→ WHAT TO WORK ON:
1: Rewrite the paragraph of the text on storm-damaged trees that begins "Don't try to remove ice" as a short bulleted list that keeps its main facts.
2: Continue the text on storm-damaged trees from its last line.

Steer clear of hazards, such as downed or sagging power lines, large cracked limbs and trunks, and hanging branches. Notify your utility and seek out the help of a certified arborist before trying to tackle that huge white pine branch laying on the power line.

Remove snow but hold the ice!

Don’t try to remove ice from brittle branches after an ice storm; you’ll likely do more damage than good. Wait for ice to melt naturally on its own. However, if heavy snow is weighing down branches use a broom or your hand to gently brush off snow; brushing upwards is best. If you plan to remove snow, do it immediately after a storm while the snow is still soft.

Assess the damage

Don’t be too hasty to give up on damaged trees and shrubs, because they have remarkable powers of rejuvenation! Wait until spring and see what the plant looks like when it leafs out. Note that it may take a year or two for damaged plants to recover and look normal again. Here are a few hints on assessing your tree:

  • Keep: If damage is minor and limited to just a few branches and twigs, prune the broken bits (see below) and allow the tree to heal on its own.

Saved entries
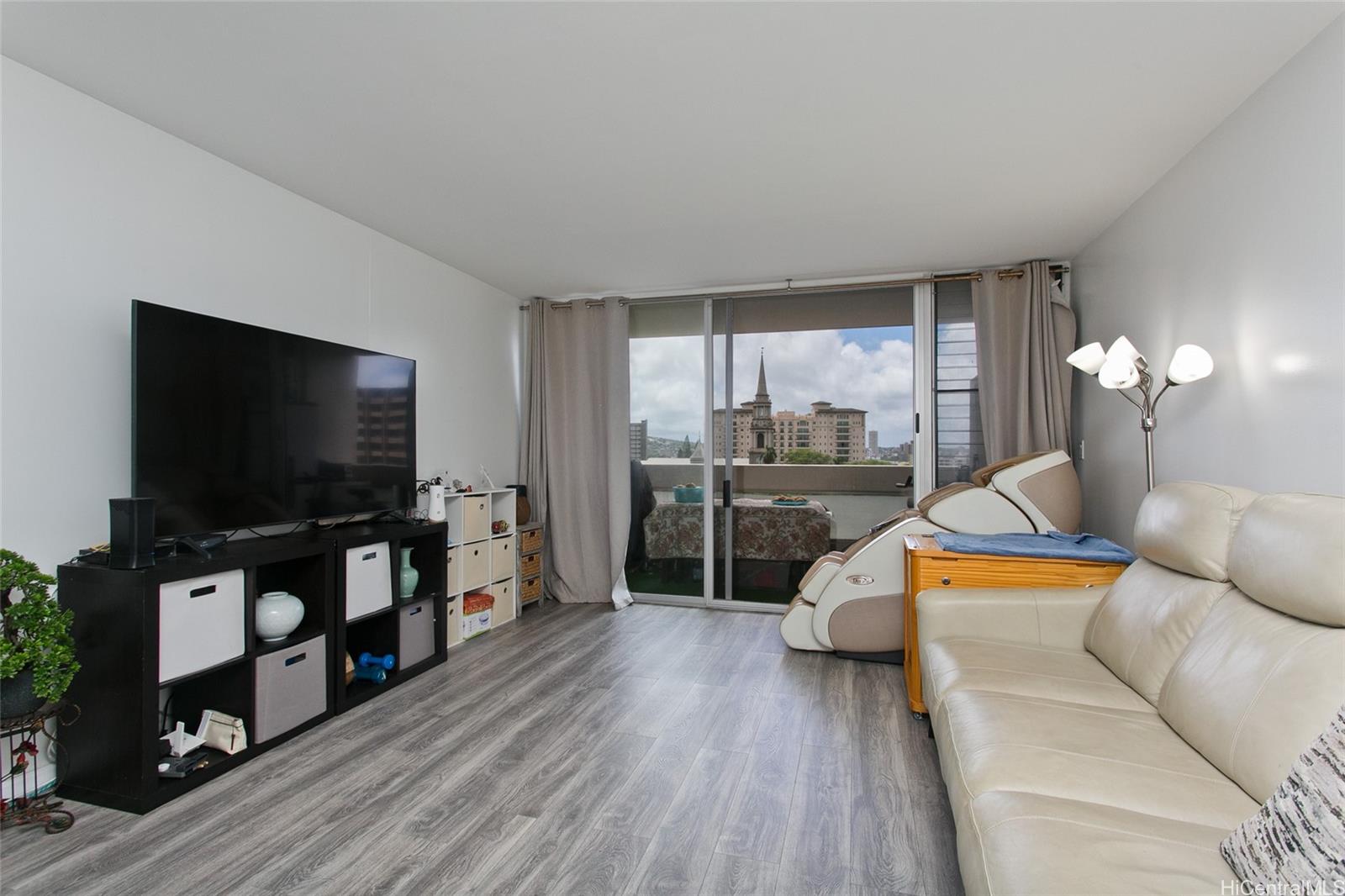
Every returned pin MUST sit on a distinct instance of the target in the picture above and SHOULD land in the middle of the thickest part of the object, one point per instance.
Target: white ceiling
(573, 148)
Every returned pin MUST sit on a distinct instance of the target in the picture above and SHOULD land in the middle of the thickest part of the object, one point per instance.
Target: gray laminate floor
(576, 751)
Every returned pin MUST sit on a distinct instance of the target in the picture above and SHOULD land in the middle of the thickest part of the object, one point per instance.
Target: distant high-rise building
(825, 428)
(641, 440)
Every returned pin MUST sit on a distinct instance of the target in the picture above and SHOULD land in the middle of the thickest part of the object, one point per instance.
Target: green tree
(807, 456)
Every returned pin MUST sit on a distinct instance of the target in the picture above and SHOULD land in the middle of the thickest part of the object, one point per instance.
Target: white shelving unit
(477, 560)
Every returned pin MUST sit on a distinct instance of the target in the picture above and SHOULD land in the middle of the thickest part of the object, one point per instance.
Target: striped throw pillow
(1297, 841)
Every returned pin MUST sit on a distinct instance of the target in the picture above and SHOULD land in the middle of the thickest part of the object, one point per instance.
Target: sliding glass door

→ ANSWERS TO EACH TASK:
1:
- Don't remove ice from brittle branches after an ice storm; it will likely do more damage than good.
- Let the ice melt naturally.
- If heavy snow weighs down branches, gently brush it off with a broom or your hand, preferably brushing upward.
- Remove snow right after the storm, while it is still soft.

2:
  • Wait and see: If you have an especially beloved plant or a tree than still has at least half of its crown, consider waiting until spring. Prune a few snapped branches, step back, and assess again once the tree has had time to recover. If the tree has lost several branches on one side, it may become unstable and a potential hazard. 
  • Wave goodbye: We know — it can be especially hard for gardeners to take down a tree. However if the trunk is split or more than half of the crown is gone, the tree is a good candidate for removal.

Is the tree far away from major targets (houses, garages, utility lines, play structures)? If so, consider leaving your tree! Dead trees provide unique habitat — birds and small mammals use dead trees for nesting, foraging, and sheltering their young. Birds and bats rely heavily on the insects found in dead trees as a food source. Dead trees help retain soil moisture during dry periods and allowing dead trees to decompose naturally improves the soil through the addition of organic matter and nitrogen-fixing bacteria.

winter ice storm damage.jpgFallen limbs should be removed from power lines by a certified arborist or utility company.

Check with your insurance company

Nobody gets excited about making a phone call to the insurance company. However if fallen limbs damaged your house, shed, deck or fence, your homeowner’s insurance may cover the cost of repair or replacement.

Embrace a potential gap in the garden!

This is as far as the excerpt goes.